/---

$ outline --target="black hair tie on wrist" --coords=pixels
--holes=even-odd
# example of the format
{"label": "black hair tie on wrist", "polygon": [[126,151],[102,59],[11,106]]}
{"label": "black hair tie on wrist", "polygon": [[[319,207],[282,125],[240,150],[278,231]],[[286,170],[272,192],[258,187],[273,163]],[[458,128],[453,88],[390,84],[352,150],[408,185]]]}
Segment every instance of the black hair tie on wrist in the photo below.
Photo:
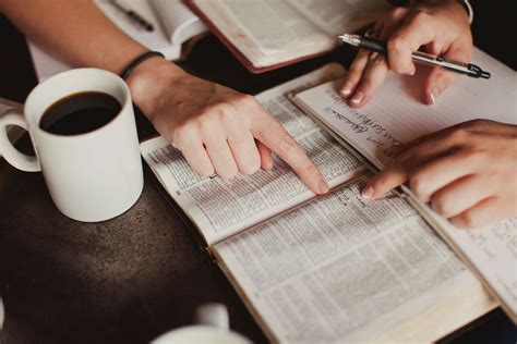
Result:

\---

The records above are to be quoted exactly, with all pictures left out.

$ outline --target="black hair tie on wrist" --coords=pixels
--holes=even-odd
# example of the format
{"label": "black hair tie on wrist", "polygon": [[126,151],[102,59],[11,106]]}
{"label": "black hair tie on wrist", "polygon": [[[319,207],[282,125],[240,150],[278,231]],[[286,170],[272,192],[258,187],[273,163]],[[458,128],[453,88],[390,84],[352,150],[408,185]]]}
Segment every instance of the black hair tie on wrist in the photo below.
Photo:
Result:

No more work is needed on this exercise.